Start of DATA FOR THIS EXERCISE

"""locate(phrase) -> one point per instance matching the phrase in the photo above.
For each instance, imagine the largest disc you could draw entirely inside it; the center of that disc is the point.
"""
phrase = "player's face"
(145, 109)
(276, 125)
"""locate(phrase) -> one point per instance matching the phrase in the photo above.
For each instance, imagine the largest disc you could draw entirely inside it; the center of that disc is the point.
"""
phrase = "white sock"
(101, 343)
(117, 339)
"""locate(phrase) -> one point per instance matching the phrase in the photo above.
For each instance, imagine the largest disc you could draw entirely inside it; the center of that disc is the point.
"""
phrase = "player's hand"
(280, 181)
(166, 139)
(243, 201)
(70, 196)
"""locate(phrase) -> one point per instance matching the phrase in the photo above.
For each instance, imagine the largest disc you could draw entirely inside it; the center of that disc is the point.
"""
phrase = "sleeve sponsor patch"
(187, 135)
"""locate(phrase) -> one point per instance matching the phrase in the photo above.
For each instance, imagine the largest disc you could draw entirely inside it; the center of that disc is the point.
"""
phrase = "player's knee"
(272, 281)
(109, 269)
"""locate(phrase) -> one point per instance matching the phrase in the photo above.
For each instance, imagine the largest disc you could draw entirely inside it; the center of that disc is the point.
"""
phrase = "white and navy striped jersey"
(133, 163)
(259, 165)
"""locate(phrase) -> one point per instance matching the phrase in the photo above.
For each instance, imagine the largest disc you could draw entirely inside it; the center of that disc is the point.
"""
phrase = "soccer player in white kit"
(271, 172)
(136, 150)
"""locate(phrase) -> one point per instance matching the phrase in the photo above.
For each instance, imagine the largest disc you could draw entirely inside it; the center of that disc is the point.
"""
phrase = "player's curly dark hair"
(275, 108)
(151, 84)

End of DATA FOR THIS EXERCISE

SHORT EXERCISE
Repeat the records above exactly, leaving none out.

FULL SOLUTION
"""locate(phrase) -> one point per instance matching the phrase in the photo above.
For each instance, imagine the largest disc you could draw entirely inside it; the center of that disc is the point.
"""
phrase = "player's face"
(145, 109)
(276, 125)
"""locate(phrase) -> one point per instance matching the phrase in the photo above.
For each instance, imagine the largest disc you could draw entirely inside it; the center of that disc is the point.
"""
phrase = "white sock"
(101, 343)
(117, 339)
"""locate(phrase) -> one point per instance matching the phrase in the photo above.
For each instance, imagine the largest disc you could draw entirely inside it; the center of that disc is the point.
"""
phrase = "player's hand"
(280, 181)
(166, 139)
(243, 201)
(70, 196)
"""locate(phrase) -> one point per instance matching the phrase in the photo above.
For each instance, imagine the largest disc you could draw entirely inside it; the center of that disc is the point.
"""
phrase = "sleeve sponsor patch"
(187, 135)
"""locate(phrase) -> one point per instance matching the phrase in the photo above.
For each instance, imagine the largest disc you could draw entirely inside it; the center of that disc is the point.
"""
phrase = "player's knee"
(272, 281)
(109, 269)
"""locate(phrase) -> one point per instance matching the phrase in the photo above.
For each instance, imagine the largest disc you could draw entirely inside it; the center of that disc is the point.
"""
phrase = "white and navy striped jersey"
(133, 163)
(259, 165)
"""locate(phrase) -> one point per instance matching the phrase in the photo above.
For each instance, imagine the largest disc you could draw entirely inside it; the center of that disc is the point.
"""
phrase = "soccer player in white kit"
(271, 172)
(136, 150)
"""locate(phrase) -> one point per instance matching the phrase in the photo above.
For each instance, imagine the largest disc you could draw entirely inside it; the center of that disc is the point.
"""
phrase = "player's curly dark hair"
(275, 108)
(151, 84)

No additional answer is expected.